● **About this task**
Go through the entries below and print, exactly, the lines starting at the one with "Target: green foliage" and ending at the one with "point: person in", keeping both ends and no others.

[Stored data entries]
#####
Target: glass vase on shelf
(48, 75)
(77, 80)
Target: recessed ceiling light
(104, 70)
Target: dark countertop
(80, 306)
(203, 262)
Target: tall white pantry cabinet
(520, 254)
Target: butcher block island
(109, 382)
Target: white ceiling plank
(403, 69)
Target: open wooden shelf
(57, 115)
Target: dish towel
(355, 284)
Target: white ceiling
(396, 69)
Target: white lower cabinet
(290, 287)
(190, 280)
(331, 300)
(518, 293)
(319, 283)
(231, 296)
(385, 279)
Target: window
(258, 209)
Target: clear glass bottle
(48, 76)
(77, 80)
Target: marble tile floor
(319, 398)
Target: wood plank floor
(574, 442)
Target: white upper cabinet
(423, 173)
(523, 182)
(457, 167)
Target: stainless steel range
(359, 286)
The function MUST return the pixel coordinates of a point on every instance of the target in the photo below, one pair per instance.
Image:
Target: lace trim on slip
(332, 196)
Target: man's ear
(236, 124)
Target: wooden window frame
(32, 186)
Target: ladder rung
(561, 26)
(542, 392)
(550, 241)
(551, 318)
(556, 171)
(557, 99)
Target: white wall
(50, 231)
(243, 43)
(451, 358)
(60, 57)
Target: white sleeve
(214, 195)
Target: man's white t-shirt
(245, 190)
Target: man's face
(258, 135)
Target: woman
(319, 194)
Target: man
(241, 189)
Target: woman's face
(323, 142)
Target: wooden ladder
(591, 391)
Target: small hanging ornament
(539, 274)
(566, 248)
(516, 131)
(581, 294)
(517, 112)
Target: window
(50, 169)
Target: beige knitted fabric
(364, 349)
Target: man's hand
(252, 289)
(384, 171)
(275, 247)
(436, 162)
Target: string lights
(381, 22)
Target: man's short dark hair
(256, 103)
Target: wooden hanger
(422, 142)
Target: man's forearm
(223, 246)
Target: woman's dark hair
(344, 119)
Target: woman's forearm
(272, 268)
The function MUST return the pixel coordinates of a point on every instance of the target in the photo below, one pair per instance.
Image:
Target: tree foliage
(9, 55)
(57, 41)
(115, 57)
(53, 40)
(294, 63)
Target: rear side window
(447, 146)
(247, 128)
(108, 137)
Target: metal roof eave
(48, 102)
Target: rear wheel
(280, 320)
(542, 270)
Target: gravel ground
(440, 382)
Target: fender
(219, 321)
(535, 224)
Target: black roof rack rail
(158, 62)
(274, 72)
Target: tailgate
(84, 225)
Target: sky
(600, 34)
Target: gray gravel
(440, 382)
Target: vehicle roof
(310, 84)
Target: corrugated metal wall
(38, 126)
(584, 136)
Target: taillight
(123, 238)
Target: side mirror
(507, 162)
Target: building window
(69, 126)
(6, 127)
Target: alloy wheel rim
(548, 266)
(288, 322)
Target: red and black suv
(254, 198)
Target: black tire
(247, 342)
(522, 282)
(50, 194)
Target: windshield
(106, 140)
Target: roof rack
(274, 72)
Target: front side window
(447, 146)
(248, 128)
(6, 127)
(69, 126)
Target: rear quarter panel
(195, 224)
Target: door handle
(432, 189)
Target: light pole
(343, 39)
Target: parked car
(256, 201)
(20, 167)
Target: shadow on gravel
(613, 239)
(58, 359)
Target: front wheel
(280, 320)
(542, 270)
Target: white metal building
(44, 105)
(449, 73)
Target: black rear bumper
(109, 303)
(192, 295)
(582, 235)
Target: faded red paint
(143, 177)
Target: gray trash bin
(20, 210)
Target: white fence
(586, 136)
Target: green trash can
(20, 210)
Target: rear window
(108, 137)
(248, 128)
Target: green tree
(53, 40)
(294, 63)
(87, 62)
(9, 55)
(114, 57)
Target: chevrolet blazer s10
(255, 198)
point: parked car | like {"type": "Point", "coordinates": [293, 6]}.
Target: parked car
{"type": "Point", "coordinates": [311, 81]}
#####
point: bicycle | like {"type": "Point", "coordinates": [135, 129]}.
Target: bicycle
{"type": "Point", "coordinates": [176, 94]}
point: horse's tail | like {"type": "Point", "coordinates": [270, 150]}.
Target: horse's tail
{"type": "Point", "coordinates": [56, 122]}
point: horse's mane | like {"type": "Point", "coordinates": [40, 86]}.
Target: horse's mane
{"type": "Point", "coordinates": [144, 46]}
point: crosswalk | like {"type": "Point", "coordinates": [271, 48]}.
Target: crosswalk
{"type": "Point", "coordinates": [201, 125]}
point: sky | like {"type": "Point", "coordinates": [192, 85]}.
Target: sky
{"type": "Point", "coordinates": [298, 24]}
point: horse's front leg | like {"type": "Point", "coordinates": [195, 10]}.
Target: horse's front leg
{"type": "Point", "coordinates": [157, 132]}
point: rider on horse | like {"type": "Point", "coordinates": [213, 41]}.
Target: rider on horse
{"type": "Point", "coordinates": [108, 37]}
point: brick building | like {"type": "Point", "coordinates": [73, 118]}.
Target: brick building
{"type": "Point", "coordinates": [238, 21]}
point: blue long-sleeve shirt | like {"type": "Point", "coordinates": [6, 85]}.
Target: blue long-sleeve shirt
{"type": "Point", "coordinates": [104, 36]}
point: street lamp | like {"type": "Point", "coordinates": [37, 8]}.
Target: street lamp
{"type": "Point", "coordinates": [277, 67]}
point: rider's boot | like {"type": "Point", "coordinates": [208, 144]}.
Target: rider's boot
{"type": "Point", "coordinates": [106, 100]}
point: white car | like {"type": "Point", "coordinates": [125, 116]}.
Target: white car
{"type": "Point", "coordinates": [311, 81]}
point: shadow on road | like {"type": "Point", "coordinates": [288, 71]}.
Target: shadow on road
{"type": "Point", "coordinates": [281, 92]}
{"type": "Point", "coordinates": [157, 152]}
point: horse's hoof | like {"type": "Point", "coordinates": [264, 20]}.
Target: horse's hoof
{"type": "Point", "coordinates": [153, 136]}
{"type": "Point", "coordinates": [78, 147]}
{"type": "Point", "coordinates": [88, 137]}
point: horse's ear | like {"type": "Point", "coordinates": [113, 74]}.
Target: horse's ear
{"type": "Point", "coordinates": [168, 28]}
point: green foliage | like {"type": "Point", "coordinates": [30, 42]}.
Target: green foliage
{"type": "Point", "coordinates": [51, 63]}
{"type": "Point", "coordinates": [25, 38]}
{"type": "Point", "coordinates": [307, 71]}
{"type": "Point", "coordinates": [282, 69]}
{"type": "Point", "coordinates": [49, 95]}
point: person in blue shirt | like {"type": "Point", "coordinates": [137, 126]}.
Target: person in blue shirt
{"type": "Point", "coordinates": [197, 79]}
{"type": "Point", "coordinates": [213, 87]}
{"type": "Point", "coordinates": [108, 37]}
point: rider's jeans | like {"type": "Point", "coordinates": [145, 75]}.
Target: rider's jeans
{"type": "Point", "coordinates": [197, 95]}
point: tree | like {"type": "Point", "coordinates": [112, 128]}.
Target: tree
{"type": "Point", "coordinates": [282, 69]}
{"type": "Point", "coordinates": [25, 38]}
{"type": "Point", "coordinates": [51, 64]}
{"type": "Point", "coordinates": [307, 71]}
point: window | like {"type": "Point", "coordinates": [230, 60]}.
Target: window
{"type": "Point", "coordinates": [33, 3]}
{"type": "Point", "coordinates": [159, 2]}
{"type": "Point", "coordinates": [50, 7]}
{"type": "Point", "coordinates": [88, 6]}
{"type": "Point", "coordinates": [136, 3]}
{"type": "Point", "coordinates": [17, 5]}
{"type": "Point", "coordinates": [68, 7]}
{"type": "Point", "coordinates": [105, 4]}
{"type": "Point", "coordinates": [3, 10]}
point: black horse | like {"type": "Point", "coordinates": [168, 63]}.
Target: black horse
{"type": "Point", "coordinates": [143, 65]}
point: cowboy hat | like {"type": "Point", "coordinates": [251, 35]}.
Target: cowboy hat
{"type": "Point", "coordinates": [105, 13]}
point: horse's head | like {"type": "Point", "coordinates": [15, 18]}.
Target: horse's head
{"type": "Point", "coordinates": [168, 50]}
#####
● **Exercise response**
Target: green foliage
{"type": "Point", "coordinates": [51, 63]}
{"type": "Point", "coordinates": [25, 38]}
{"type": "Point", "coordinates": [307, 71]}
{"type": "Point", "coordinates": [282, 69]}
{"type": "Point", "coordinates": [49, 95]}
point: person in blue shirt | like {"type": "Point", "coordinates": [137, 126]}.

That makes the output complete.